Exercise: Please rewrite every line of the listing below, replacing "instance" with "occurrence" and changing nothing else. Leave the pictures out of your answer.
##### The input
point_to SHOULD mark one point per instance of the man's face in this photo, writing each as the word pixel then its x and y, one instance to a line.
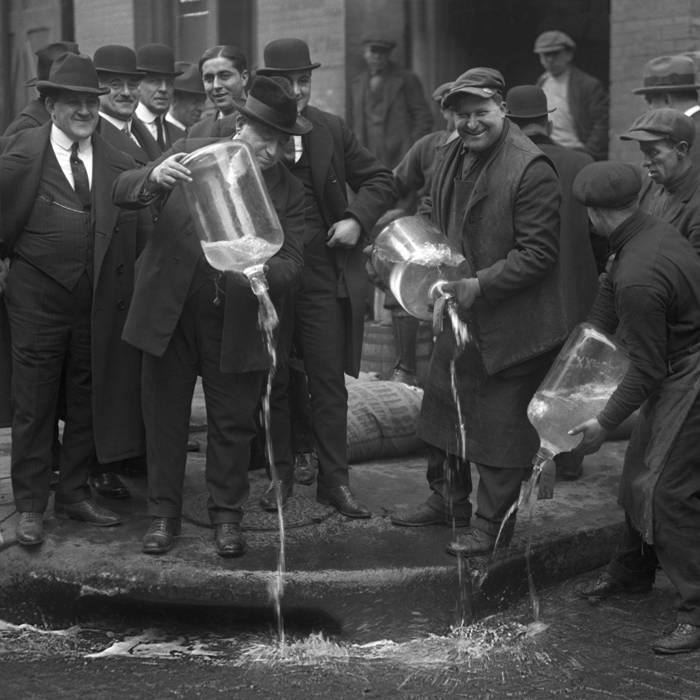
pixel 223 83
pixel 663 159
pixel 556 62
pixel 267 143
pixel 123 96
pixel 74 113
pixel 478 120
pixel 156 92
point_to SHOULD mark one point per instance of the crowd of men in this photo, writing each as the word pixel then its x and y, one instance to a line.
pixel 110 311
##########
Solution for this task:
point_to SHOULD mark one point per occurrence of the man's face in this photo, writing each as the word pixel then its x and y, one occurrence to a line.
pixel 223 83
pixel 663 159
pixel 556 62
pixel 267 143
pixel 123 96
pixel 74 113
pixel 478 120
pixel 156 92
point_to SHOULD mark one point per occurrence of the crowd of men in this photo, writing each as the word pixel then its x and y, one occurrence to a line.
pixel 110 311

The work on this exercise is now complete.